- **GIVEN PROBLEM**
Pick out every line of the data below that contains the string "mark", and copy each one. Match case exactly.

- **DATASET EXTRACT**
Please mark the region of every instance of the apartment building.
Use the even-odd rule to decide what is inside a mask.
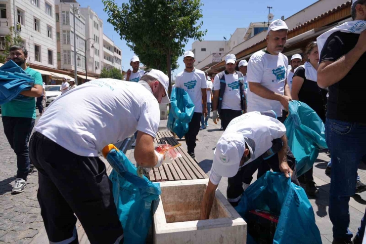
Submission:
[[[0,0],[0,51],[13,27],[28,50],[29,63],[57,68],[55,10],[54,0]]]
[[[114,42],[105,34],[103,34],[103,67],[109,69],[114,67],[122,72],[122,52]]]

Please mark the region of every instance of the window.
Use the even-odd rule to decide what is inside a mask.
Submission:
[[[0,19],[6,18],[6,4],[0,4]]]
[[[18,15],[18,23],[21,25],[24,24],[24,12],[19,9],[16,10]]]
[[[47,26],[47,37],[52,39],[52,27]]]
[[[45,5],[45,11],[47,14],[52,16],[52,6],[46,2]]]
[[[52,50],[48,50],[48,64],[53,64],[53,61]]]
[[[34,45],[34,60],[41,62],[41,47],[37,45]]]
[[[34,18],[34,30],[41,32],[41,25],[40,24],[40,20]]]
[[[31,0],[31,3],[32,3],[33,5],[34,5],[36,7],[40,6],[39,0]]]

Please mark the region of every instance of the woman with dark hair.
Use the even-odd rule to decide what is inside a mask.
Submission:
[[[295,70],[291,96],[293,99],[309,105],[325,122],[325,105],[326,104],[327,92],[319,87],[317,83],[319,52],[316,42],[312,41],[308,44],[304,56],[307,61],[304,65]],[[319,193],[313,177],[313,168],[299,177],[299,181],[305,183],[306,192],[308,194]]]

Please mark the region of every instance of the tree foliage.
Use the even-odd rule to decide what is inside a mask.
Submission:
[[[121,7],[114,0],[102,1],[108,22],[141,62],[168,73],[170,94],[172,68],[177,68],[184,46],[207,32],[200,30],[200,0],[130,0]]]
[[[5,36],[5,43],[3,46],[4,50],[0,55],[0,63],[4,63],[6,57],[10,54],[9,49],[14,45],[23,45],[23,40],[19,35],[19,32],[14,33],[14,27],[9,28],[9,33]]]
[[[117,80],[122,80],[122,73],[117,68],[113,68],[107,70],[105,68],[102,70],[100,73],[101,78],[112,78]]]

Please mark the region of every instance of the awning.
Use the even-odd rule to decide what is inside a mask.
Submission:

...

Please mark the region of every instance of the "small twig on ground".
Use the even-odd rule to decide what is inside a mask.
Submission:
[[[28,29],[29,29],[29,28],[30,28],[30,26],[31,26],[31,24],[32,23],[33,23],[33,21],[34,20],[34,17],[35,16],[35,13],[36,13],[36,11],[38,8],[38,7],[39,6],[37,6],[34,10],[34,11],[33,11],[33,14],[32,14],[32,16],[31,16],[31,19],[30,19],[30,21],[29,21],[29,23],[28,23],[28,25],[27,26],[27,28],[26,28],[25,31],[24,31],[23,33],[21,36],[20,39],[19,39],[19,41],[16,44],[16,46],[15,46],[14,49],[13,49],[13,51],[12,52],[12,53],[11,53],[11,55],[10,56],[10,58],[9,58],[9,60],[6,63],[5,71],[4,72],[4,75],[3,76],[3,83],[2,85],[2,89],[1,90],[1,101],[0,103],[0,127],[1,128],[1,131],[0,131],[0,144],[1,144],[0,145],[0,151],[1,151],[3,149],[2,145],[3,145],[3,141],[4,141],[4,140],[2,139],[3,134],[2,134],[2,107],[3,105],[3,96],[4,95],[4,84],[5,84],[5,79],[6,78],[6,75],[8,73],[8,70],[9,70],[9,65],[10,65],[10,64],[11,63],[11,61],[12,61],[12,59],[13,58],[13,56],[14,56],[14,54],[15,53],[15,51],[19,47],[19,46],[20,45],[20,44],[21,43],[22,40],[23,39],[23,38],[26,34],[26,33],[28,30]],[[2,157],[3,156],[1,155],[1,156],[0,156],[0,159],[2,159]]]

- **TASK RESPONSE**
Please mark the region of every instance of the apartment building.
Please mark the region of every instance of the window.
Please mark the region of every instance of the woman with dark hair.
Please mark the region of every instance of the tree foliage.
Please mark the region of every instance of the awning.
Please mark the region of every instance of the "small twig on ground".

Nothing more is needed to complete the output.